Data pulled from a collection
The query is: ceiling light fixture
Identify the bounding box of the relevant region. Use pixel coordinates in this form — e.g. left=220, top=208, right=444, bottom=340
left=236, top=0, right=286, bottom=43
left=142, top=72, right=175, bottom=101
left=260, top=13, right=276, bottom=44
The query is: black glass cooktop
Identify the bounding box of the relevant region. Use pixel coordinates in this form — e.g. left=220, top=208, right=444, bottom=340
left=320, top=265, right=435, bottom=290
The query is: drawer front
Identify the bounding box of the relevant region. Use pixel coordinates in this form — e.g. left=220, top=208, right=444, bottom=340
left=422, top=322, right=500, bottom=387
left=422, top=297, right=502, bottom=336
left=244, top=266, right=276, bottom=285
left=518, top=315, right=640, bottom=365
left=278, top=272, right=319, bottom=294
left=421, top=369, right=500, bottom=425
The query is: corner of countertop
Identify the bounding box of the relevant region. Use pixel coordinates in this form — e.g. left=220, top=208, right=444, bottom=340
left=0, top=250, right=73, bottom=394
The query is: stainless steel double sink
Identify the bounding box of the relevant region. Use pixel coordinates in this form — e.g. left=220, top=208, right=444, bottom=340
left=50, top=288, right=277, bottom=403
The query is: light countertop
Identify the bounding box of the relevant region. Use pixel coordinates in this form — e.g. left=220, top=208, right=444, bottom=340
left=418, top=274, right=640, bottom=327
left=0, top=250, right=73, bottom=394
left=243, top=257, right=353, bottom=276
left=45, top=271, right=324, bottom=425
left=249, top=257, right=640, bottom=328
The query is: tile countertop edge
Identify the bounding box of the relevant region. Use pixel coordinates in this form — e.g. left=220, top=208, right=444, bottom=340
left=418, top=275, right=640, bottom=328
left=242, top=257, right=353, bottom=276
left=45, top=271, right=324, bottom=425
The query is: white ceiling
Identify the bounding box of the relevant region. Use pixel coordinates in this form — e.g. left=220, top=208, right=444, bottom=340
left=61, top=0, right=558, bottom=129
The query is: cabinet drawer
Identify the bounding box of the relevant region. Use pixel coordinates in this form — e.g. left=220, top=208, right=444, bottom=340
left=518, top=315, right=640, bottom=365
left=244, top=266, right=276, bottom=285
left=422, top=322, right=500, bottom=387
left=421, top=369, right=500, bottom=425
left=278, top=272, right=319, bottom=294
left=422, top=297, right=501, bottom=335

Objective
Return each line of the rows above that contains the word "ceiling".

Result
The query is: ceiling light fixture
The query is: white ceiling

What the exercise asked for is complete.